Records for processing
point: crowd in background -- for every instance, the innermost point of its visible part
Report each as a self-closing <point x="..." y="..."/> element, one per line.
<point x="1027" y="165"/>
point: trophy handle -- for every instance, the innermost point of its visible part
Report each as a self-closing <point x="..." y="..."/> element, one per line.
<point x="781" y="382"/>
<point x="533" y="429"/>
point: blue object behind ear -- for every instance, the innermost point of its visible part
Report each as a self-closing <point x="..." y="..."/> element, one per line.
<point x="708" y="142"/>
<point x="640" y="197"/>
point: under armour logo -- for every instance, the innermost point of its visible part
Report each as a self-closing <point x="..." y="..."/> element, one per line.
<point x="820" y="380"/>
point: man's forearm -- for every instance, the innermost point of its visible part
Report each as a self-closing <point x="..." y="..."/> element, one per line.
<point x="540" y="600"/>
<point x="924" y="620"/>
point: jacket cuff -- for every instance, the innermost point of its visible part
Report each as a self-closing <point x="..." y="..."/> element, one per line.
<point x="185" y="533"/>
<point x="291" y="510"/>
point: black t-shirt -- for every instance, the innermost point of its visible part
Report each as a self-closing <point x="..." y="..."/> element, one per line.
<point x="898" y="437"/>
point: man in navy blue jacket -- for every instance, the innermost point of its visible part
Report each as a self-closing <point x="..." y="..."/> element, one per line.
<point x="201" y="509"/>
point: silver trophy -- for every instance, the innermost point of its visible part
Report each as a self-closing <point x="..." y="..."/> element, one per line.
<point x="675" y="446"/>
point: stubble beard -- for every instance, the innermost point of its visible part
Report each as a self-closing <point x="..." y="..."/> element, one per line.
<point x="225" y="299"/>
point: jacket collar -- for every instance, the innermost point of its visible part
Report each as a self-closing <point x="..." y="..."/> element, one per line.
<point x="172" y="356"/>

Instruction
Edit the records above so that each occurrence of "innermost" becomes "most central", and leave every other part of them unchanged.

Full solution
point: crowd in background -- for every instance, the most central point of its visible part
Report each as a self-closing <point x="..." y="..."/> element, one per line.
<point x="1027" y="165"/>
point: trophy handle -- for every instance, the most central point of its visible part
Report each as a self-closing <point x="..." y="..."/> element, one per line.
<point x="781" y="382"/>
<point x="533" y="429"/>
point: blue object behind ear -- for every instance, the most central point of its visible part
Report each as a self-closing <point x="..." y="..."/> element, one per line.
<point x="708" y="142"/>
<point x="640" y="197"/>
point: under armour logo -- for every instance, the most central point of its visible part
Report each as a self-closing <point x="..." y="..."/> element, one per line.
<point x="820" y="380"/>
point: man's forearm -- for every instance, the most central point of its visible part
Report each as a self-closing <point x="..." y="..."/> element, one per line.
<point x="540" y="600"/>
<point x="924" y="620"/>
point: jacket cuff -- for every instance, the most central point of its visible part
Report each as a self-closing <point x="..." y="..."/> element, one per line.
<point x="185" y="533"/>
<point x="291" y="510"/>
point: black t-shirt -- for every instance, the most central point of its visible part
Report each as a self-closing <point x="..." y="..."/> element, one per line.
<point x="898" y="437"/>
point: man in navy blue jacket -- for every instance, the most central point of its visible part
Report each as a self-closing <point x="..." y="..."/> element, one per line.
<point x="201" y="509"/>
point: silver trophy -- for every instance, the most central point of its visible part
Report each as a self-closing <point x="..." y="..."/> element, one per line.
<point x="675" y="446"/>
point: stubble beard -- for every instance, the most central point of its visible part
Report each as a self-closing <point x="..." y="..."/> element, one per line.
<point x="225" y="299"/>
point: jacket collar -- for every instance, the most central point of its visible part
Report each as a self-closing <point x="..." y="..."/> element, one per line.
<point x="172" y="356"/>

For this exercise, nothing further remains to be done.